» DESCRIPTION OF THE TASK: Copy out all the lines below, requests included, and shift every bounding-box coordinate in the answers up by 124.
═══
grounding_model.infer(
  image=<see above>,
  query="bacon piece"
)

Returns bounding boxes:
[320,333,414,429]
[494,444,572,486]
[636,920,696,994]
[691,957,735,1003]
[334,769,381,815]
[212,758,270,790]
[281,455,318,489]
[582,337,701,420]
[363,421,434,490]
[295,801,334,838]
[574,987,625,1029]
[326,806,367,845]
═══
» THE REPLY:
grounding_model.infer(
  image=<see above>,
  query="bacon piece"
)

Returns bounding boxes:
[444,457,538,553]
[618,568,696,610]
[760,1044,820,1118]
[815,1081,859,1127]
[458,893,505,939]
[336,882,394,914]
[405,579,442,613]
[706,461,825,544]
[487,545,558,614]
[419,925,458,962]
[698,1111,749,1153]
[450,930,491,969]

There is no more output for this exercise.